# What to work on
Rewrite the listing with "carved crest" changed to "engraved emblem" everywhere it occurs, leaving every other character as it is.

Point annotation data
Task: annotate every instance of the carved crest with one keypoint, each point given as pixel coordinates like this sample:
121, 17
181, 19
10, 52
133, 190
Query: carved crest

# Solution to this problem
Task: annotate every instance of the engraved emblem with one keypoint, each point given as pixel coordinates like this sample:
121, 17
181, 19
10, 52
133, 190
Query: engraved emblem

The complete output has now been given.